> _DIRECTIONS FOR THIS TASK_
Render the data below as a two-column Markdown table, with the row number under "No." and each line under "Line". Leave out the blank lines.
──────── LISTING ────────
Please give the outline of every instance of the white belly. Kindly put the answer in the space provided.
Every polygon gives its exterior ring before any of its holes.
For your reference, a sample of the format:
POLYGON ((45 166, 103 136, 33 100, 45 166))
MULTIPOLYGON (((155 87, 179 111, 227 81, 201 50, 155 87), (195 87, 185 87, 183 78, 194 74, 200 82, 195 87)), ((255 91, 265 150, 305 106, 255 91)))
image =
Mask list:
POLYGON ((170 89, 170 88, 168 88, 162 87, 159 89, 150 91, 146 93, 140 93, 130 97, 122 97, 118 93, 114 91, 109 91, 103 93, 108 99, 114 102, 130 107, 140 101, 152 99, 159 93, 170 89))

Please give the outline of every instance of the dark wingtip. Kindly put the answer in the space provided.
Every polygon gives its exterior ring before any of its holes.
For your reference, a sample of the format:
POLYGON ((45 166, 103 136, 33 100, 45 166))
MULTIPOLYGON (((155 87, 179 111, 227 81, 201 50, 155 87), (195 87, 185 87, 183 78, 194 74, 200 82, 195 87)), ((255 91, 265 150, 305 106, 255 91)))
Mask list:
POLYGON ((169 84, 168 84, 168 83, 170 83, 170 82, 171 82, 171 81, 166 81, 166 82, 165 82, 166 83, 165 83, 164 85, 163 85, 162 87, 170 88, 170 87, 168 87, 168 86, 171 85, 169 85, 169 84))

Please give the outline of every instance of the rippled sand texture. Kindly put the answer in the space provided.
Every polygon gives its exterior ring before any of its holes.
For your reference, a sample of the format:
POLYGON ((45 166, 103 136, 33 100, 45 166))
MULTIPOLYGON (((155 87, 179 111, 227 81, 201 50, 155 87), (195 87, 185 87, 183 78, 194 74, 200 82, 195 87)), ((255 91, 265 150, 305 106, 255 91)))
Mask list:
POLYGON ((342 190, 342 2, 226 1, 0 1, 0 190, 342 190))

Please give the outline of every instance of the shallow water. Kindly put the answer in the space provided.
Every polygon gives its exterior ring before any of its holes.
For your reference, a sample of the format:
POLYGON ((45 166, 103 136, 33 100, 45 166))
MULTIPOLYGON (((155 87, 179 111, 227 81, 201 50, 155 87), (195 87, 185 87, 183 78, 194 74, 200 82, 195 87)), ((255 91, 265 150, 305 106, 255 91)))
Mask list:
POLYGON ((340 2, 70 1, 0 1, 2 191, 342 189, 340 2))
────────
> _TASK SOLUTION_
| No. | Line |
|---|---|
| 1 | Please give the outline of every instance of the white belly. Kindly put the answer in the space provided. |
| 2 | Every polygon gives its exterior ring before any of its holes. |
| 3 | For your reference, a sample of the format: |
| 4 | POLYGON ((45 166, 103 136, 33 100, 45 166)) |
| 5 | MULTIPOLYGON (((155 87, 179 111, 227 81, 201 50, 155 87), (195 87, 185 87, 183 78, 194 74, 200 82, 195 87)), ((255 91, 265 150, 305 106, 255 91))) |
| 6 | image = |
| 7 | Mask list: |
| 8 | POLYGON ((170 89, 170 88, 168 88, 162 87, 159 89, 150 91, 146 93, 140 93, 130 97, 122 97, 118 93, 114 91, 109 91, 103 93, 108 99, 114 102, 130 107, 140 101, 152 99, 159 93, 170 89)) |
| 9 | Please give the outline of every instance of the dark wingtip. Kindly put the answer in the space provided. |
| 10 | Every polygon gives its exterior ring before any of its holes. |
| 11 | For your reference, a sample of the format: |
| 12 | POLYGON ((45 166, 103 136, 33 100, 45 166)) |
| 13 | MULTIPOLYGON (((155 87, 179 111, 227 81, 201 50, 155 87), (195 87, 185 87, 183 78, 194 74, 200 82, 195 87)), ((255 91, 265 150, 305 106, 255 91))) |
| 14 | Mask list: |
| 15 | POLYGON ((169 84, 168 84, 168 83, 170 83, 170 82, 171 82, 171 81, 166 81, 166 82, 165 82, 166 83, 165 83, 164 85, 163 85, 162 87, 170 88, 170 87, 168 87, 168 86, 171 85, 169 85, 169 84)) |
| 16 | Please give the outline of every instance of the rippled sand texture. Kindly put the answer in the space provided. |
| 17 | Every polygon gives its exterior ring before any of its holes. |
| 18 | For your reference, a sample of the format: |
| 19 | POLYGON ((45 166, 103 136, 33 100, 45 166)) |
| 20 | MULTIPOLYGON (((155 87, 179 111, 227 81, 201 50, 155 87), (195 87, 185 87, 183 78, 194 74, 200 82, 195 87)), ((255 91, 265 150, 305 106, 255 91))) |
| 21 | Mask list: |
| 22 | POLYGON ((342 190, 342 2, 226 1, 0 1, 0 190, 342 190)) |
| 23 | Please give the outline of every instance of the shallow water. Kindly put the answer in the space provided. |
| 24 | Every polygon gives its exterior ring before any of its holes. |
| 25 | For your reference, a sample of the format: |
| 26 | POLYGON ((45 166, 103 136, 33 100, 45 166)) |
| 27 | MULTIPOLYGON (((155 87, 179 111, 227 81, 201 50, 155 87), (195 87, 185 87, 183 78, 194 74, 200 82, 195 87)), ((255 91, 265 150, 305 106, 255 91))) |
| 28 | Mask list: |
| 29 | POLYGON ((340 2, 70 1, 0 1, 2 191, 342 189, 340 2)) |